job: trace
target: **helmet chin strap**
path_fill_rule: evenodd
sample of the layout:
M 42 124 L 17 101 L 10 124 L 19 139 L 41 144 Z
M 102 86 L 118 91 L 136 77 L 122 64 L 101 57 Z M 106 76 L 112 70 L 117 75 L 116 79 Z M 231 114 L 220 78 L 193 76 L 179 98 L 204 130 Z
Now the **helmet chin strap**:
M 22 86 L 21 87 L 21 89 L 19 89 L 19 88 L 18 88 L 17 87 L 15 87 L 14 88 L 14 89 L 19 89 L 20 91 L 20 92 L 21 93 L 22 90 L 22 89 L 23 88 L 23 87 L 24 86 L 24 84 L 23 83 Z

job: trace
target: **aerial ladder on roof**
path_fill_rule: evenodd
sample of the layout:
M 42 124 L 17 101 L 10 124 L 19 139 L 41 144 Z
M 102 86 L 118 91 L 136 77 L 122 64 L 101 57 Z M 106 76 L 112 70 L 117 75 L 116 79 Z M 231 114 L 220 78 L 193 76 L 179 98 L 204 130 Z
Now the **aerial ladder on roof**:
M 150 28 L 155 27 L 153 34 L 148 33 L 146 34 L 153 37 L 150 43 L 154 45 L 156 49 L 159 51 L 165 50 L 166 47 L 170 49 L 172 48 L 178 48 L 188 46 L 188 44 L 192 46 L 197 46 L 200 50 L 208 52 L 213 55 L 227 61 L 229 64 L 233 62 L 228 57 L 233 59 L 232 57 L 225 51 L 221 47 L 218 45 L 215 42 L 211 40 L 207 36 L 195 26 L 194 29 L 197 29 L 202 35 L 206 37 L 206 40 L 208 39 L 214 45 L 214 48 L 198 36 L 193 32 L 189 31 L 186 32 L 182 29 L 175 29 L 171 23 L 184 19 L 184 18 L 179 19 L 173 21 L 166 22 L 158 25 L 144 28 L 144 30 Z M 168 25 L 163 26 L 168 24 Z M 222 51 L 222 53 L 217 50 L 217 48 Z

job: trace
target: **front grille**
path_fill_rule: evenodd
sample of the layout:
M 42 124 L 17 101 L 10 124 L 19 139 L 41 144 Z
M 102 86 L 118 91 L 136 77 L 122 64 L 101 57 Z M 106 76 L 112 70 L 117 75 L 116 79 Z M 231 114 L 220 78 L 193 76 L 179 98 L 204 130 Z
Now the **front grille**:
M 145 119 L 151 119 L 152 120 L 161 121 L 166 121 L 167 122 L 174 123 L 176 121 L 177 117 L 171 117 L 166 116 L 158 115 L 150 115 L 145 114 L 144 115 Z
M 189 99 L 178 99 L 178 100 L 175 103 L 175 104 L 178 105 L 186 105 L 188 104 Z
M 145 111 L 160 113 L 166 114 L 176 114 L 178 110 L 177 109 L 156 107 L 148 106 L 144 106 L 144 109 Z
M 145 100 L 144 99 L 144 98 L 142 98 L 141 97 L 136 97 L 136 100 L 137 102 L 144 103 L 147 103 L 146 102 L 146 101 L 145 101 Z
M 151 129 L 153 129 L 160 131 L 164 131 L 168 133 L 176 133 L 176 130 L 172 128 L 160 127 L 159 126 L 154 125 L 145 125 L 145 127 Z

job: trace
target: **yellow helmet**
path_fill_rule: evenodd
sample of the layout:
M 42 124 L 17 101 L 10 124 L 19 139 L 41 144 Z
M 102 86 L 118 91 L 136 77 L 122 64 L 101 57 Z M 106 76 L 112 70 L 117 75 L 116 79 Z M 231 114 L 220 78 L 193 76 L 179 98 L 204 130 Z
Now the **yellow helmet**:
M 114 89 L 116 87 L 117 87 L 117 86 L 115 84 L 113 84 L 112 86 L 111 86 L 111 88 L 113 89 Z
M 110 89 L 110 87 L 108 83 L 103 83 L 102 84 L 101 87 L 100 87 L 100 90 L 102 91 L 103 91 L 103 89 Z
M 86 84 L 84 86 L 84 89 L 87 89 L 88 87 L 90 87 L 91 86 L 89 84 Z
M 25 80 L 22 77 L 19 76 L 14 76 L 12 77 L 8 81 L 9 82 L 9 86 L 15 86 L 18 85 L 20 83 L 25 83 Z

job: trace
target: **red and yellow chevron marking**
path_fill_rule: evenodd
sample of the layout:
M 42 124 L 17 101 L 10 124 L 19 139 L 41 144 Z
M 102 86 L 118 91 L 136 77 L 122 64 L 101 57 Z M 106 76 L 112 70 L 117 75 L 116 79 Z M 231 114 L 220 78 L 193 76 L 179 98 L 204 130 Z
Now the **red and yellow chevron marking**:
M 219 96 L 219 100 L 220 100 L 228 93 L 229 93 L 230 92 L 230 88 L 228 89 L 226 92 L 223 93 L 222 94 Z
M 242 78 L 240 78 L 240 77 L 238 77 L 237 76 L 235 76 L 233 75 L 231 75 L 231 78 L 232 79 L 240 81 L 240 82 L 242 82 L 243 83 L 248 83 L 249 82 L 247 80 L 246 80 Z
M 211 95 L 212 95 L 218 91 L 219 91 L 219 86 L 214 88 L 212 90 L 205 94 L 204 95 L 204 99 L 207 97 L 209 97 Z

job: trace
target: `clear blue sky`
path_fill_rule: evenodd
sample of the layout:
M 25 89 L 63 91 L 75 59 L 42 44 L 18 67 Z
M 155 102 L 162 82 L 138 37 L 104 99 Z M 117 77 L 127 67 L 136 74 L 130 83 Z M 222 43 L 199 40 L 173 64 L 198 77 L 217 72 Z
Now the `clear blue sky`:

■ ■ ■ ■ ■

WORK REQUIRED
Pull out every line in the rows above that contains the string "ladder", matching case exactly.

ANSWER TO THE TASK
target: **aerial ladder on roof**
Now the **aerial ladder on roof**:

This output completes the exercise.